• [ZITIERTER TEXT]
------------------------------------------------------------------------

In "Mein Kampf" gehören die Kapitel, die Hitler der "Phäakenstadt Wien" und "jener gewitterschwülen Atmosphäre über dem Balkan" widmet zu den gelungeneren. Er verstand es, die Ängste und Ressentiments zu verbalisieren, die Tausende unklar empfanden.
 
Eigentlich ein schöner Beweis dafür, dass die wissenschaftlich perfektere Rede (Goebbels) nicht unbedingt die bessere ist. Eben weil das Volk sich nicht hinsetzt und sich überlegt was denn an der Rede jetzt toll war, sondern der Moment entscheidend ist. Ich weiß nicht, welches Charisma es an Hitler war, aber wenn ich alte Filmszenen sehe, die die Reaktion des Publikums einfangen, wird mir immer wieder anders. Für die Menschen muss diesen Mann damals eine ungeheure Ausstrahlung besessen haben, was ja bei der Wirkung der Reden bestimmt auch seinen Anteil hatte.

@scorpio: Danke für den Tip, muss ich mal wieder genauer nachlesen. Fest ist schon ne Weile her (wobei ich mir sicher bin dass auch Ian Kershaw das gut thematisiert hat, aber frag mich nicht mehr, wo, die Bücher waren zu dick.)

------------------------------------------------------------------------

• [DEINE AUFGABE]
Schreib den Text über Hitlers Reden zwischen „Eigentlich ein schöner“ und „seinen Anteil hatte.“ einschließlich noch einmal ab. Tausche dabei „Filmszenen“ gegen „Filmaufnahmen“ aus.

------------------------------------------------------------------------

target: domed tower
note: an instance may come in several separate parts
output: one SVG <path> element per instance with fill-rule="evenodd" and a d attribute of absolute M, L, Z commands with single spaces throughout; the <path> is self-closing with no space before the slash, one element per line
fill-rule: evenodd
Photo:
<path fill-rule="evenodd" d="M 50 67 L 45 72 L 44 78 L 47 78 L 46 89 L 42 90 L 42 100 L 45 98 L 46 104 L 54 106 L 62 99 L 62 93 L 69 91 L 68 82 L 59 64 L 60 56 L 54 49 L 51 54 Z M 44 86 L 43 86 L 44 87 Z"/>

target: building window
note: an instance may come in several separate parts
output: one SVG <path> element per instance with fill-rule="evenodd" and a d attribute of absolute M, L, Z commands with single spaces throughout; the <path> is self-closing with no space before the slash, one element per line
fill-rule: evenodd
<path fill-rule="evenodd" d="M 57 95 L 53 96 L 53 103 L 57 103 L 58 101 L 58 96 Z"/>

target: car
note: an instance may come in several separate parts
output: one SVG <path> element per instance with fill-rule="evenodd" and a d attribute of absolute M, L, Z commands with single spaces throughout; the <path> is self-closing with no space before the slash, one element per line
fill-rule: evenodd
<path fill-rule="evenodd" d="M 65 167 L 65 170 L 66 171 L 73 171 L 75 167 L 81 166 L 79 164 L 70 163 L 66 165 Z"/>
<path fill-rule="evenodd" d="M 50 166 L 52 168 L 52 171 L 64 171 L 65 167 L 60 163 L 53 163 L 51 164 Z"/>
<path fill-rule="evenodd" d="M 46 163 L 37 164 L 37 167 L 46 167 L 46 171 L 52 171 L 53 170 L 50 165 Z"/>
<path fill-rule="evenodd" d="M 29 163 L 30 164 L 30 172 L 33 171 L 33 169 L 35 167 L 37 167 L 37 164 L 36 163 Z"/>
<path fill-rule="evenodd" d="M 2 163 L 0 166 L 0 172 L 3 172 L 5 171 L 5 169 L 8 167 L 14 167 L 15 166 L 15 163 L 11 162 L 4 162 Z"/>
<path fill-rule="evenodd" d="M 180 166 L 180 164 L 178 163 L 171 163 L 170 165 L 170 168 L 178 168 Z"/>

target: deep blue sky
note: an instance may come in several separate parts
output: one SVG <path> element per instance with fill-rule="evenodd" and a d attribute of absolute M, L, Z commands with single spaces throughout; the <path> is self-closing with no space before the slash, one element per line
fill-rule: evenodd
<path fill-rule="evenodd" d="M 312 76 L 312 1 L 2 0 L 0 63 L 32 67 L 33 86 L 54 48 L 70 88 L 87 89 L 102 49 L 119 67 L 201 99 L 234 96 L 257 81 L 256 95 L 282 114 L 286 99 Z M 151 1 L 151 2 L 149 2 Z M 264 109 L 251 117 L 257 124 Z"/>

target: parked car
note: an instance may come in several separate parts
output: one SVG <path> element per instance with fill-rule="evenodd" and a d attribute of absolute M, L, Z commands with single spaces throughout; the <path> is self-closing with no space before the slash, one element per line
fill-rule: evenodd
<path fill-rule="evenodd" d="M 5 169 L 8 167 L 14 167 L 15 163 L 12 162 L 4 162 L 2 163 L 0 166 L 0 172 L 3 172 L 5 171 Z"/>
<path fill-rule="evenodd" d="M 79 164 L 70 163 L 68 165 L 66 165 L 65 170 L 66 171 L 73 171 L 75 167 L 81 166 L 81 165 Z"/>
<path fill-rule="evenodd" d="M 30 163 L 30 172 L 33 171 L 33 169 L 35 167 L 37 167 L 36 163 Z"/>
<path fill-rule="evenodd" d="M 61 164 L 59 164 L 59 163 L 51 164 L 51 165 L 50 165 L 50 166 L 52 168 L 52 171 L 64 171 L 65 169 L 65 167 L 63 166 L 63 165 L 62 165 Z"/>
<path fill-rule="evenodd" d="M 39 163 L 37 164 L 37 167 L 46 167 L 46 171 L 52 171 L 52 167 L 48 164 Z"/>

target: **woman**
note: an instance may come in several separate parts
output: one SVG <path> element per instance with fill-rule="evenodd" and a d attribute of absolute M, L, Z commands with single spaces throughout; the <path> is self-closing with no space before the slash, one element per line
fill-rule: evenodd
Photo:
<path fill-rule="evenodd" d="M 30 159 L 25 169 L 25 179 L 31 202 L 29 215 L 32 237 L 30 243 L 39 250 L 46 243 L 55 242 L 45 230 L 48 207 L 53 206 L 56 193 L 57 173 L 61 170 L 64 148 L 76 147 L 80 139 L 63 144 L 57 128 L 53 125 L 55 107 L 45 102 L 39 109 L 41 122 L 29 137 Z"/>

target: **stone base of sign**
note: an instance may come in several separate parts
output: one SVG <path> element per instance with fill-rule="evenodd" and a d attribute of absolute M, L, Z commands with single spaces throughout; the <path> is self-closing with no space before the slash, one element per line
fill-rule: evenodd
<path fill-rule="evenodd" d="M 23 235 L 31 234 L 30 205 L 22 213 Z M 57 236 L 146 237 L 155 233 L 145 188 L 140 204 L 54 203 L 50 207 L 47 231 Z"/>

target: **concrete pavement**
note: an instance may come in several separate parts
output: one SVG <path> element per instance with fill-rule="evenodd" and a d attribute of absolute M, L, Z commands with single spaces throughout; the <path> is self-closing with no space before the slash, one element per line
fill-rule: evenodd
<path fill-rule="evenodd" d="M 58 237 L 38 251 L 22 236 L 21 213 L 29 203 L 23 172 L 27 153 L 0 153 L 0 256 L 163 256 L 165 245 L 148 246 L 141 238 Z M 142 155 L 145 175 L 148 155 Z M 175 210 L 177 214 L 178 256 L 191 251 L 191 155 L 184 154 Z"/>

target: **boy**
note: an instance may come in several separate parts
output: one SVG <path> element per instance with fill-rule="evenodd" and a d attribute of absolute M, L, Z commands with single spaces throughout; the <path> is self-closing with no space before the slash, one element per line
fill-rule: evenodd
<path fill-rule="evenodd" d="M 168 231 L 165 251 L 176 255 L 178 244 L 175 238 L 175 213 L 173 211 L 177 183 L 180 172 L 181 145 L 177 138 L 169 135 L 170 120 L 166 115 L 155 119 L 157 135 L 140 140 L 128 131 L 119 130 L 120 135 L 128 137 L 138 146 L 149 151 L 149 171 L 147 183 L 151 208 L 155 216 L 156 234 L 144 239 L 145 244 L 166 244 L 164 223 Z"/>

------------------------------------------------------------------------

• [LÖSUNG]
Eigentlich ein schöner Beweis dafür, dass die wissenschaftlich perfektere Rede (Goebbels) nicht unbedingt die bessere ist. Eben weil das Volk sich nicht hinsetzt und sich überlegt was denn an der Rede jetzt toll war, sondern der Moment entscheidend ist. Ich weiß nicht, welches Charisma es an Hitler war, aber wenn ich alte Filmaufnahmen sehe, die die Reaktion des Publikums einfangen, wird mir immer wieder anders. Für die Menschen muss diesen Mann damals eine ungeheure Ausstrahlung besessen haben, was ja bei der Wirkung der Reden bestimmt auch seinen Anteil hatte.